:: EXERCISE SET ::
(1) Answer these questions using the text on embedded librarianship.
(a) To which centre were the three writers of the primer seconded in 2010-11?
(b) Which learning management system is named as an example where librarians can take part in online discussions?
(c) Within IT, which partner does the first takeaway single out as especially important?
(2) Continue the text on embedded librarianship from where it stops.

-- Start TEXT PASSAGE --

Getting Started on Collaboration with Classroom Faculty: A Step-by-Step Guide for Librarians

As part of their 2010-11 secondment to the Centre for Teaching Support and Innovation, Patricia Bellamy, Sarah Fedko, and Sheril Hook developed this great primer to help librarians begin the conversation on collaborating with instructors.  This document will appear as an appendix in the soon-to-be-released report from the same group Partnering for Academic Student Success (PASS), but the writers were happy to share it with you in this preview.


Embedded Librarians: Integrating Information Literacy at Point of Need

Summary of this ACRL webinar, October 25 2011, with Cass Kvenild and Kaijsa Calkins, University of Wyoming and co-authors of Embedded librarians : moving beyond one-shot instruction.  Chicago : Association of College and Research Libraries, 2011.

A worksheet template is here:

Definition: “…focusing on the needs of one or
more specific groups, building relationships with these groups, developing a deep understanding of their work, and providing information services that are highly customized and targeted to their greatest needs. In effect, it involves shifting the basis of library services from the traditional, transactional, question-and-answer model of reference services to one in which there is high trust, close collaboration, and
shared responsibility for outcomes.” (Shumaker & Talley, 2009, p. 9)

Did you know….? According to the presenters, the term “embedded librarianship” emerged out of language adopted during the Iraq war of the early 1990’s, when journalists began to be “embedded” alongside American troops.

Methods for Embedding:

  1. Face to face: classroom visits (usually multiple rather than 1-shot)
  2. Indepth project work with teams, common in business, health sciences
  3. Participation in online discussions in the learning management system (e.g. Blackboard)
  4. Synchronous online instruction (e.g. Elluminate, Captivate, etc.)
  5. Onsite office hours in departments, dorms, etc.

Key takeaways from this seminar:

  1. Collaboration is key. You need collaborators.  Find out what they need and you can best help them. Embedding requires a lot of planning. Partners include any of IT (esp the LMS admin); Student Services, instructors, department leaders, distance ed admins, teaching-learning offices
  2. Barriers: Instructors find it hard to make time in their courses; library learning may not be in instructors’ radar as important. Consider promoting shorter interventions in class; discussions online; integration of Libguides and other support material for just-in-time learning.
  3. Why bother to embed? Sustainability: reach more students more efficiently; use library resources more effectively and have them better integrated into learning; opportunities to innovate.

-- End TEXT PASSAGE --
-- Start PROVIDED MATERIAL --

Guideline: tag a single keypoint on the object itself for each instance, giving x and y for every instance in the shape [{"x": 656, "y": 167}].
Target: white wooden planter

-- End PROVIDED MATERIAL --

:: PER-TASK OUTPUTS ::
(1)
(a) The Centre for Teaching Support and Innovation.
(b) Blackboard.
(c) The LMS admin.

(2)
  4. Set priorities. Prepare for success by setting priorities for who you will work with — e.g. top priority goes to courses or programs with large research components, lengthy assignments, degree requirements that involve info lit.  Remind potential partners that you might not be able to do exactly what they hope, but this is what you CAN do.  Set boundaries early rather than have to back out of a commitment later on. Instructor expectations may grow as your success in embedded work grows — don’t hesitate to have a conversation with the instructor to set the boundaries.

Looking to embed?  Seek out instructors who already ask you for one-shots, they will buy in most easily.

Where to embed? Consider LMS; labs; classroom; writing centers; dorms; final year projects; anywhere they will take you! Consider pilot projects so you can learn lessons on a small scale.  Think of doing a pilot project => formal embedded program => curriculum embeddedness as a longer term goal.

Process model for an embedded program:

Goal setting => Collaboration, incl environmental scan => Plan and Design => Assessment => Revisions

Plan and Design Phase: Different types of designs include

  1. F2F: If a lot of F2F seems like too much work, try teaching less — dont try to cram so much into your class time.  Break down your interventions, do shorter bits instead, come in more often.  Students particularly like getting chunks of learning, as it allows them to work through info lit goals gradually.
  2. Online: big advantage is asynchronicity — convenient for students, and you can work on the content as time permits. If you’re not really familiar with instructional design, consider partnering with a colleague who knows more on this.
  3. Passive (ie content online ready when they need it, like the U of T’s Blackboard FIXIT feeds).  An automated unstaffed presence in courses — including FIXIT and Libguides – great way to accomplish embedded goals. Also consider short podcasts embedded in courses through youtube channnels etc.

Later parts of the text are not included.